(SHORT EXERCISE): Rewrite the entries below as a numbered list, omitting any blank lines.

Excerpts of location labeling data
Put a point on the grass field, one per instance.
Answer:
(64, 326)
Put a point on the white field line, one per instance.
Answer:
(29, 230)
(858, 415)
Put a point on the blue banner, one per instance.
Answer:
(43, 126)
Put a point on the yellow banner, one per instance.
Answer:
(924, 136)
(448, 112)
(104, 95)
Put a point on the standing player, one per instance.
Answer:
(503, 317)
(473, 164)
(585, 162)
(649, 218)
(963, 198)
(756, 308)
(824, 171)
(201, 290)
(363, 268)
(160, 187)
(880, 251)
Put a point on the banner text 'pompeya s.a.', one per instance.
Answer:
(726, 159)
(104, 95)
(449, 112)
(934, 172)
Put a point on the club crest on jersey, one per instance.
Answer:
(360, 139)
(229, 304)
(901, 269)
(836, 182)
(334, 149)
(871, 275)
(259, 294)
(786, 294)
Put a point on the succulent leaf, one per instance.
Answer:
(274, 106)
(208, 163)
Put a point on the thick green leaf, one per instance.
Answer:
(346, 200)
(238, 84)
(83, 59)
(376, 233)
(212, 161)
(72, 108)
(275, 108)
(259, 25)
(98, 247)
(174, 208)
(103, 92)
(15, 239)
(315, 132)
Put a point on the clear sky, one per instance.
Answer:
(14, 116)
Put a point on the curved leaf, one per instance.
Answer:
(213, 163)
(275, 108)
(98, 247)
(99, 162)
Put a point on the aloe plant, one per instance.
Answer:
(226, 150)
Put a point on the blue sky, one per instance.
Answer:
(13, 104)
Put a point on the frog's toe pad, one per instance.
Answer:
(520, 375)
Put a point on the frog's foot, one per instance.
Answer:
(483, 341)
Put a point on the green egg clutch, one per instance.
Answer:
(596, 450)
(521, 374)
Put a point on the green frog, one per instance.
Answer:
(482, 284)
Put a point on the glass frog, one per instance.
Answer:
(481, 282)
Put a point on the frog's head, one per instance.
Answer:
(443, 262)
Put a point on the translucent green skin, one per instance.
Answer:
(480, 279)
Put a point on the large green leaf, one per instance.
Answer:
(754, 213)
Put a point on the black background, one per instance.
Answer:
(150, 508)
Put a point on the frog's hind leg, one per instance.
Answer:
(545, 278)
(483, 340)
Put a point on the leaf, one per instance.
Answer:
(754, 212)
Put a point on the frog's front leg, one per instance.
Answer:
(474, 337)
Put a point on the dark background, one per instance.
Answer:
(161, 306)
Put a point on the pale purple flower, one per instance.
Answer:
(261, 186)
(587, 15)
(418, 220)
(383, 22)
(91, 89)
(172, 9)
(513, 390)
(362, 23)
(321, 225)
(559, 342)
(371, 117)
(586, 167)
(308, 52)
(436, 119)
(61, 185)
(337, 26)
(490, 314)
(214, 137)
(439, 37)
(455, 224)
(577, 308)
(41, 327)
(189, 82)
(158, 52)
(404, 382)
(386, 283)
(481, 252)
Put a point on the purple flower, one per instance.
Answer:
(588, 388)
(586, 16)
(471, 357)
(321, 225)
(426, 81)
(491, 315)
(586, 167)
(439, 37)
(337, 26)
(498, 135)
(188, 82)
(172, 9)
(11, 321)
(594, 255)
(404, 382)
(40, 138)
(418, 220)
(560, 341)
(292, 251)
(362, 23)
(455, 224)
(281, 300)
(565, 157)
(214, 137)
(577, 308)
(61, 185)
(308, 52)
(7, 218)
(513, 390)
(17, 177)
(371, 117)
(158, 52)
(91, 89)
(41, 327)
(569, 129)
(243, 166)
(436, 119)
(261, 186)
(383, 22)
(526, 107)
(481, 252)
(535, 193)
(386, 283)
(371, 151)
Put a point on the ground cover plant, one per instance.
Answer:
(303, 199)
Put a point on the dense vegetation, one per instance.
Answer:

(OUTPUT):
1. Put a point on the grass field, one per instance.
2. Answer:
3. (64, 326)
4. Put a point on the white field line, one per instance.
5. Answer:
6. (29, 230)
7. (858, 415)
8. Put a point on the blue banner, one per instance.
9. Answer:
10. (43, 126)
11. Put a point on the yellow banner, one per instance.
12. Answer:
13. (924, 136)
14. (448, 112)
15. (104, 95)
16. Put a point on the standing player, one per instance.
17. Answer:
18. (503, 317)
19. (473, 164)
20. (585, 162)
21. (649, 218)
22. (963, 198)
23. (756, 308)
24. (824, 171)
25. (201, 290)
26. (363, 268)
27. (160, 187)
28. (880, 251)
29. Put a point on the banner text 'pompeya s.a.', one per instance.
30. Answer:
31. (726, 159)
32. (104, 95)
33. (449, 112)
34. (934, 172)
35. Put a point on the club crest on jersey, one per instance.
36. Answer:
37. (360, 139)
38. (229, 304)
39. (901, 269)
40. (836, 182)
41. (334, 149)
42. (871, 275)
43. (259, 294)
44. (786, 294)
45. Put a point on the succulent leaf, one per instance.
46. Answer:
47. (274, 106)
48. (208, 163)
49. Put a point on the thick green leaf, one per instance.
50. Answer:
51. (346, 200)
52. (238, 84)
53. (83, 59)
54. (376, 233)
55. (212, 161)
56. (72, 108)
57. (275, 108)
58. (259, 25)
59. (98, 247)
60. (174, 208)
61. (103, 92)
62. (15, 239)
63. (315, 132)
64. Put a point on the clear sky, one per instance.
65. Answer:
66. (14, 116)
67. Put a point on the curved leaf, one per instance.
68. Answer:
69. (213, 163)
70. (275, 108)
71. (98, 247)
72. (99, 162)
73. Put a point on the aloe plant, one per instance.
74. Answer:
75. (226, 150)
76. Put a point on the blue sky, one per instance.
77. Answer:
78. (13, 104)
79. Put a point on the frog's toe pad, one per instance.
80. Answer:
81. (520, 375)
82. Put a point on the frog's foot, one per instance.
83. Answer:
84. (483, 341)
85. Put a point on the green egg clutch, one per instance.
86. Answer:
87. (596, 450)
88. (521, 374)
89. Put a point on the green frog, one per instance.
90. Answer:
91. (482, 284)
92. Put a point on the glass frog, one per instance.
93. Answer:
94. (481, 282)
95. Put a point on the frog's head, one per instance.
96. Answer:
97. (443, 262)
98. Put a point on the translucent green skin, one per instance.
99. Answer:
100. (480, 279)
101. Put a point on the large green leaf, one per instance.
102. Answer:
103. (754, 213)
104. Put a point on the black background, one per instance.
105. Answer:
106. (150, 508)
107. Put a point on the frog's hind leg, one per instance.
108. Answer:
109. (545, 278)
110. (483, 340)
111. Put a point on the leaf, one per instance.
112. Answer:
113. (754, 212)
114. Put a point on the frog's front leg, one per instance.
115. Answer:
116. (474, 337)
117. Put a point on the dark background, one per instance.
118. Answer:
119. (161, 306)
120. Put a point on the pale purple flower, one per instance.
121. Answer:
122. (261, 186)
123. (587, 15)
124. (418, 220)
125. (383, 22)
126. (91, 89)
127. (172, 9)
128. (513, 390)
129. (362, 23)
130. (321, 225)
131. (559, 342)
132. (371, 117)
133. (586, 167)
134. (308, 52)
135. (436, 119)
136. (61, 185)
137. (337, 26)
138. (490, 314)
139. (214, 137)
140. (439, 37)
141. (455, 224)
142. (577, 308)
143. (41, 327)
144. (189, 82)
145. (158, 52)
146. (404, 382)
147. (386, 283)
148. (481, 252)
149. Put a point on the purple flower, one per instance.
150. Answer:
151. (588, 388)
152. (586, 16)
153. (471, 357)
154. (321, 225)
155. (426, 81)
156. (491, 315)
157. (586, 167)
158. (439, 37)
159. (337, 26)
160. (498, 135)
161. (188, 82)
162. (172, 9)
163. (11, 321)
164. (594, 255)
165. (404, 382)
166. (40, 138)
167. (418, 220)
168. (560, 341)
169. (292, 251)
170. (362, 23)
171. (455, 224)
172. (281, 300)
173. (565, 157)
174. (214, 137)
175. (577, 308)
176. (61, 185)
177. (308, 52)
178. (7, 218)
179. (513, 390)
180. (17, 177)
181. (371, 117)
182. (158, 52)
183. (91, 89)
184. (41, 327)
185. (569, 129)
186. (243, 166)
187. (436, 119)
188. (261, 186)
189. (383, 22)
190. (526, 107)
191. (481, 252)
192. (535, 193)
193. (386, 283)
194. (371, 151)
195. Put a point on the ground cover plant, one per instance.
196. Answer:
197. (303, 199)
198. Put a point on the dense vegetation, one per instance.
199. Answer:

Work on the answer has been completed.